> **REQUEST**:
Please edit the material below by changing every "instance" to "object" and leave everything else unchanged.

> **MATERIAL PROVIDED**:
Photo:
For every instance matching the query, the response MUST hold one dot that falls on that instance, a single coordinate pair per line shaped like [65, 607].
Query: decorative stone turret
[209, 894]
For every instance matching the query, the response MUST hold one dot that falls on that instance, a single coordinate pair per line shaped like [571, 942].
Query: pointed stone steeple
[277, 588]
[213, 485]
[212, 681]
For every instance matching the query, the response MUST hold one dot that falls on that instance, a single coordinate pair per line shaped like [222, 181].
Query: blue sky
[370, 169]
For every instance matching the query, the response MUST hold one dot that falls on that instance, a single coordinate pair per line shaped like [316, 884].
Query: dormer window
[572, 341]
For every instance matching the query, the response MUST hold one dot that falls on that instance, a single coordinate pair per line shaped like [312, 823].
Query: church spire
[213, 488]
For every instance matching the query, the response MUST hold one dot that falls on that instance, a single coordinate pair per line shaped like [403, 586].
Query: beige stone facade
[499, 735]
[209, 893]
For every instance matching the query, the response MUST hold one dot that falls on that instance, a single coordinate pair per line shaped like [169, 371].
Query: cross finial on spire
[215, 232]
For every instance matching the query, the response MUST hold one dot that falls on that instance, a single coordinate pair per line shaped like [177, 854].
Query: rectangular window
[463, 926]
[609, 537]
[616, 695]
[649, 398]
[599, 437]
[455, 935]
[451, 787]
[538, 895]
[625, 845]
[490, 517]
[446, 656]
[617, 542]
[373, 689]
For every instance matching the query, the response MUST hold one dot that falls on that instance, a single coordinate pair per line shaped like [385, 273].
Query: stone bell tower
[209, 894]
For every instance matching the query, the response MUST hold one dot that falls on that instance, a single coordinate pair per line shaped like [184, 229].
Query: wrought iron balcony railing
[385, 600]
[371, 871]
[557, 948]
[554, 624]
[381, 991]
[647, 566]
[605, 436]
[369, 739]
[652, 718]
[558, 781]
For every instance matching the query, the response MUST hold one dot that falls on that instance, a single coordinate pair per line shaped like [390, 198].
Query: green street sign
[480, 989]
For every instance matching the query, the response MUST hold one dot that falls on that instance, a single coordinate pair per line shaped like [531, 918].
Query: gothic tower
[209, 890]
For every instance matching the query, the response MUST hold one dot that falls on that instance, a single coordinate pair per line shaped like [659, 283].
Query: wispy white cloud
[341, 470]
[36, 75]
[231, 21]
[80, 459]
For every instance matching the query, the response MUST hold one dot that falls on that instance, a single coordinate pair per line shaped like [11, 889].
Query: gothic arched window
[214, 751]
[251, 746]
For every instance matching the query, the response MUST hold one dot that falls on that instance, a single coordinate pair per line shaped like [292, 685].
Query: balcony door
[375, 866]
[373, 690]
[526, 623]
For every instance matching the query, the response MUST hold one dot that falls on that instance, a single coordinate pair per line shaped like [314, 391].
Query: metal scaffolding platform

> **IN RESPONSE**:
Photo:
For every object matching the query, the response MUST hold one dot that falls on that object, a single coordinate pair per line shaped like [65, 607].
Query: decorative stone turret
[209, 894]
For every object matching the query, the response MUST hold one dot that falls on that object, a single coordinate pair per line shaped like [571, 942].
Query: pointed stone steeple
[277, 588]
[213, 485]
[212, 681]
For every object matching the query, the response MUST hold one dot that falls on that object, a single coordinate pair per line shaped like [222, 181].
Query: blue sky
[370, 169]
For every object matching the query, the response MUST hold one dot that falls on that object, a single coordinate pair per line shaped like [316, 884].
Query: dormer window
[572, 341]
For every object matching the query, the response MUST hold one dot that falls on that object, a single coordinate pair per line shaped like [312, 823].
Query: church spire
[213, 488]
For every object matching the query, the response MUST hold one dot that falls on that object, a single coordinate pair per line shaped like [403, 586].
Query: beige stone facade
[499, 735]
[209, 893]
For every object matching the query, the response MUST hold one dot that falls on that object, a single coordinate pair per line shaped like [169, 371].
Query: cross finial on spire
[215, 232]
For every object matching the query, the response MUST hold one dot that falls on that object, a single coordinate pair per line shaped like [177, 854].
Query: rectangular window
[463, 926]
[609, 537]
[616, 695]
[649, 398]
[599, 437]
[455, 935]
[451, 787]
[538, 895]
[625, 845]
[490, 517]
[446, 656]
[617, 542]
[373, 689]
For every object matching the query, the response MUST hold one dot that falls on that object, a single coordinate pair per line shaped like [385, 273].
Query: stone bell tower
[209, 894]
For every object matching the query, the response MUST hold one dot that falls on that object, a single coordinate pair per line shaped like [184, 229].
Query: wrought iron balcony railing
[385, 600]
[371, 871]
[557, 948]
[554, 624]
[381, 991]
[647, 566]
[605, 436]
[369, 739]
[652, 718]
[558, 781]
For every object matching the query, the response MUST hold one dot that falls on that object, a single coordinate pair per line shaped like [390, 198].
Query: green street sign
[480, 989]
For every object matching the query, the response MUST hold one dot that falls on that object, a single coordinate pair per line shaped like [531, 918].
Query: gothic tower
[209, 890]
For every object matching the query, the response MUST hold one dot that falls on that object, a single coordinate pair per line shaped like [659, 283].
Query: wispy white cloud
[341, 470]
[36, 75]
[231, 21]
[80, 459]
For every object matching the query, the response MUST hold one dot that falls on that object, a single coordinate pair per line shaped like [11, 889].
Query: gothic arched window
[214, 751]
[251, 746]
For every object matching the query, the response MUST hold one dot that falls on that object, a single coordinate pair per line shaped like [292, 685].
Query: balcony door
[375, 866]
[373, 690]
[526, 623]
For every object matching the query, the response MUST hold one dot that falls on that object, a single coordinate pair per line shaped like [314, 391].
Query: metal scaffolding platform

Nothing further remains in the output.